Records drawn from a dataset
+ + + + +
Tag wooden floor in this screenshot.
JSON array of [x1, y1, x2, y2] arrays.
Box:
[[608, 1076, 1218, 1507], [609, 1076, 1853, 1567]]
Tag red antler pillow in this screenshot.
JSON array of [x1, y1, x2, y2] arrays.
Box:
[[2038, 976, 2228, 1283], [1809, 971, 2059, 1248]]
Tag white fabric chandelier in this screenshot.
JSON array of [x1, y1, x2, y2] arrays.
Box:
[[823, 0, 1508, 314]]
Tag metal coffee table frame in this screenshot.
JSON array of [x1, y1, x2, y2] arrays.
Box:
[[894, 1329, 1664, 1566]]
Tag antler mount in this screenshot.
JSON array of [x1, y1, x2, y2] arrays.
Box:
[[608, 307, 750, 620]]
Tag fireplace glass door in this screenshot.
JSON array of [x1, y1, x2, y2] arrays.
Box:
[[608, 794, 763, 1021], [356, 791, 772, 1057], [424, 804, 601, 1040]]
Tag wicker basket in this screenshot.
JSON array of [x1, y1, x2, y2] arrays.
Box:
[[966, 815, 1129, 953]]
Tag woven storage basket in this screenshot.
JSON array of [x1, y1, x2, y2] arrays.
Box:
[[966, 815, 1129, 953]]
+ + + + +
What you are asked to do
Every entry, from first to last, is to be reproduced exactly.

Solution for this problem
Tag wooden floor in this screenshot.
JSON array of [x1, y1, x2, y2] arrays.
Box:
[[608, 1076, 1218, 1507], [609, 1076, 1853, 1567]]
Tag red antler pillow in this screenshot.
JSON array of [x1, y1, x2, y2] arrays.
Box:
[[2038, 976, 2228, 1283], [1809, 971, 2059, 1248]]
Tag white fabric chandelier in this screenshot.
JSON array of [x1, y1, x2, y2] arrays.
Box:
[[823, 0, 1508, 314]]
Tag metal coffee table frame in this screenshot.
JSON array of [x1, y1, x2, y2] arrays.
Box:
[[894, 1329, 1664, 1566]]
Tag antler mount in this screenshot.
JSON array of [x1, y1, x2, y2] arrays.
Box:
[[608, 307, 750, 620]]
Tag fireplace glass door in this screenshot.
JSON array of [x1, y1, x2, y2] arrays.
Box:
[[608, 794, 763, 1021], [356, 791, 772, 1057], [424, 804, 601, 1040]]
Tag wicker basket in this screenshot.
JSON array of [x1, y1, x2, y2] arrays.
Box:
[[966, 815, 1129, 953]]
Tag woven storage basket in this screenshot.
JSON array of [x1, y1, x2, y2] arrays.
Box:
[[966, 815, 1129, 953]]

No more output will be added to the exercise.